## Description of the task
Rewrite the records below with "small water bead" changed to "tiny water droplet" and every other line unchanged.

[Begin Recorded information]

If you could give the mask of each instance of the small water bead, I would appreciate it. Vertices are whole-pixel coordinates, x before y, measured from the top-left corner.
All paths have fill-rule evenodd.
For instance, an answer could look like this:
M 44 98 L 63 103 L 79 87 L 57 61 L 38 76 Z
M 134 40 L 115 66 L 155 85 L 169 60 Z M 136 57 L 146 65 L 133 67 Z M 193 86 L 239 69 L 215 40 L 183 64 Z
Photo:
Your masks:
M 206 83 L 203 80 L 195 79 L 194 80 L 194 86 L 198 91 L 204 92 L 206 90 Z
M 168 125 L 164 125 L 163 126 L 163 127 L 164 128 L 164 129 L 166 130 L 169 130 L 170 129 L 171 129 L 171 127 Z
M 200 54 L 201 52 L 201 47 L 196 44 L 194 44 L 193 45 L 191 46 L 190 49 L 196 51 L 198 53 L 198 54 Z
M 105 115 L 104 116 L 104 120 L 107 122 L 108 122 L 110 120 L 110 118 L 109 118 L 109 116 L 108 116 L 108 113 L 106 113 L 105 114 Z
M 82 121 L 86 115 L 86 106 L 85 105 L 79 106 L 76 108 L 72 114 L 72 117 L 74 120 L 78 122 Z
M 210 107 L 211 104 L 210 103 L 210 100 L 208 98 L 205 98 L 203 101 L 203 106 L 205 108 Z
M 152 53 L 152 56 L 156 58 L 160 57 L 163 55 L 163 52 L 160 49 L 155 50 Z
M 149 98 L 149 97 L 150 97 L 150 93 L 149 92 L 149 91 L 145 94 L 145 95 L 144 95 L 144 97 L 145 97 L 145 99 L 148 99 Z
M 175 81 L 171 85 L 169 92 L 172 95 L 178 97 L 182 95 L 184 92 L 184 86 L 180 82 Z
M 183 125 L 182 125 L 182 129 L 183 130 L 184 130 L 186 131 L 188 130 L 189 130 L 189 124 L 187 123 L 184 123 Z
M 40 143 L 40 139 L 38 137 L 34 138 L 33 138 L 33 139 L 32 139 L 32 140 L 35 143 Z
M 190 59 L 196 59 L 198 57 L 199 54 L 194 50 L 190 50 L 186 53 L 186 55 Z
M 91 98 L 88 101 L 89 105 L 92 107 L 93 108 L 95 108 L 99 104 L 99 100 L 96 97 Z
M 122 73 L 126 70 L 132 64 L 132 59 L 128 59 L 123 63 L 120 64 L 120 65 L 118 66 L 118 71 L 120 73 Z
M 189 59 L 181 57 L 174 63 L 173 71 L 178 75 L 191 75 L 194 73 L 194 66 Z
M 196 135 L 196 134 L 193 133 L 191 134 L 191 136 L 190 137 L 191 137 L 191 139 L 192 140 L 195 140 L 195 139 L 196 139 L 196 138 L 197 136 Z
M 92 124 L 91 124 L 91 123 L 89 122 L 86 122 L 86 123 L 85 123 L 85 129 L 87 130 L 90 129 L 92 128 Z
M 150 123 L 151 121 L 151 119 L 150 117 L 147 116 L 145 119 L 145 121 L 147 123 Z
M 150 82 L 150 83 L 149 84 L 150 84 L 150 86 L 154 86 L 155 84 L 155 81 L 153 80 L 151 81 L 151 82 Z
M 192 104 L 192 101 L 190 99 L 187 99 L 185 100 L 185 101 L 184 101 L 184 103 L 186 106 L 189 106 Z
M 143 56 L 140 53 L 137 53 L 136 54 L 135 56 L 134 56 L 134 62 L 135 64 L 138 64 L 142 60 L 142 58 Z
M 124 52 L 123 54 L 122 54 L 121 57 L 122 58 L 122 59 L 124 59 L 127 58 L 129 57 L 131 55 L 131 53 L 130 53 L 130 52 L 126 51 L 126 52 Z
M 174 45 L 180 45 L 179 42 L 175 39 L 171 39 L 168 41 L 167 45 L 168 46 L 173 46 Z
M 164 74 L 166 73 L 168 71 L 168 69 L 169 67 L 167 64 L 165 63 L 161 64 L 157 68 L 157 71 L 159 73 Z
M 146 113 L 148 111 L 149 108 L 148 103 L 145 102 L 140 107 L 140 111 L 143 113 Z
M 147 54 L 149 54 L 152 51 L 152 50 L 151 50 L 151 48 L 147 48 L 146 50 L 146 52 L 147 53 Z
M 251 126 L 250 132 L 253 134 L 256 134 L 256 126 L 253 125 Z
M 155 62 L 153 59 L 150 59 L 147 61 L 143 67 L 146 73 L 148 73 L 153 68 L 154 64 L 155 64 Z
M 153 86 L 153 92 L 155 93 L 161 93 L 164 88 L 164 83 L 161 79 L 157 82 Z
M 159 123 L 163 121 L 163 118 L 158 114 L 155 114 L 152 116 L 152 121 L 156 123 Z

[End Recorded information]

## Solution below
If you could give the mask of each instance of the tiny water droplet, I would appreciate it. Vertices are whole-pixel coordinates, x before y, measured from the top-left corner.
All paths have fill-rule evenodd.
For instance, an answer could look like this:
M 44 98 L 63 103 L 79 87 L 57 61 L 38 76 Z
M 134 40 L 115 66 L 155 85 L 169 60 Z M 136 57 L 146 65 L 133 67 Z M 193 86 L 239 69 L 215 40 L 183 64 Z
Photo:
Your masks:
M 206 83 L 203 80 L 195 79 L 194 80 L 194 86 L 198 91 L 204 92 L 206 90 Z
M 168 125 L 164 125 L 163 126 L 163 127 L 164 128 L 164 129 L 166 130 L 169 130 L 170 129 L 171 129 L 171 127 Z
M 200 54 L 201 52 L 201 47 L 196 44 L 194 44 L 193 45 L 191 46 L 190 49 L 196 51 L 198 53 L 198 54 Z
M 105 115 L 104 116 L 104 120 L 107 122 L 108 122 L 110 120 L 110 118 L 109 118 L 109 116 L 108 116 L 108 113 L 106 113 L 105 114 Z
M 82 121 L 86 115 L 86 106 L 85 105 L 79 106 L 76 108 L 72 114 L 72 117 L 74 120 L 78 122 Z
M 210 107 L 211 104 L 210 103 L 210 100 L 208 98 L 205 98 L 203 101 L 203 106 L 205 108 Z
M 152 53 L 152 56 L 156 58 L 160 57 L 163 55 L 163 52 L 160 49 L 155 50 Z
M 149 98 L 149 97 L 150 97 L 150 93 L 149 92 L 149 91 L 145 94 L 145 95 L 144 95 L 144 97 L 145 97 L 145 99 L 148 99 Z
M 175 81 L 171 85 L 169 92 L 172 95 L 178 97 L 182 95 L 184 92 L 184 86 L 180 82 Z
M 183 125 L 182 125 L 182 129 L 183 130 L 184 130 L 186 131 L 188 130 L 189 130 L 189 124 L 187 123 L 184 123 Z
M 40 143 L 40 139 L 38 137 L 34 138 L 33 138 L 33 139 L 32 139 L 32 140 L 35 143 Z
M 190 59 L 196 59 L 198 57 L 199 54 L 194 50 L 190 50 L 186 53 L 186 55 Z
M 91 98 L 88 101 L 89 105 L 92 107 L 93 108 L 95 108 L 99 104 L 99 100 L 96 97 Z
M 122 73 L 126 70 L 132 64 L 132 59 L 128 59 L 123 63 L 120 64 L 120 65 L 118 66 L 118 71 L 120 73 Z
M 189 59 L 181 57 L 174 63 L 173 71 L 178 75 L 191 75 L 194 73 L 194 66 Z
M 196 135 L 196 134 L 193 133 L 191 134 L 191 136 L 190 137 L 191 137 L 191 139 L 192 140 L 195 140 L 195 139 L 196 139 L 196 138 L 197 136 Z
M 92 124 L 91 124 L 91 123 L 89 122 L 86 122 L 86 123 L 85 123 L 85 129 L 87 130 L 90 129 L 92 128 Z
M 150 123 L 151 121 L 151 119 L 150 117 L 147 116 L 145 119 L 145 121 L 147 123 Z
M 150 82 L 150 83 L 149 84 L 150 84 L 150 86 L 154 86 L 155 84 L 155 81 L 153 80 L 151 81 L 151 82 Z
M 192 104 L 192 101 L 190 99 L 187 99 L 185 100 L 185 101 L 184 101 L 184 103 L 186 106 L 189 106 Z
M 143 56 L 140 53 L 137 53 L 136 54 L 135 56 L 134 56 L 134 62 L 135 64 L 138 64 L 142 60 L 142 58 Z
M 124 52 L 123 54 L 122 54 L 121 57 L 122 58 L 122 59 L 124 59 L 127 58 L 129 57 L 131 55 L 131 53 L 130 53 L 130 52 L 126 51 L 126 52 Z
M 174 45 L 180 45 L 179 42 L 175 39 L 171 39 L 168 41 L 167 45 L 168 46 L 173 46 Z
M 164 74 L 166 73 L 168 71 L 168 69 L 169 67 L 167 64 L 165 63 L 161 64 L 157 68 L 157 71 L 159 73 Z
M 146 113 L 148 111 L 149 108 L 148 103 L 145 102 L 140 107 L 140 111 L 143 113 Z
M 147 54 L 149 54 L 152 51 L 152 50 L 151 50 L 151 48 L 147 48 L 146 50 L 146 52 L 147 53 Z
M 251 126 L 250 132 L 253 134 L 256 134 L 256 126 L 253 125 Z
M 155 62 L 153 59 L 150 59 L 147 61 L 143 67 L 146 73 L 148 73 L 153 68 L 154 64 L 155 64 Z
M 153 86 L 153 92 L 155 93 L 161 93 L 164 88 L 164 83 L 161 79 L 157 82 Z
M 159 123 L 163 121 L 163 118 L 158 114 L 155 114 L 152 116 L 152 121 L 156 123 Z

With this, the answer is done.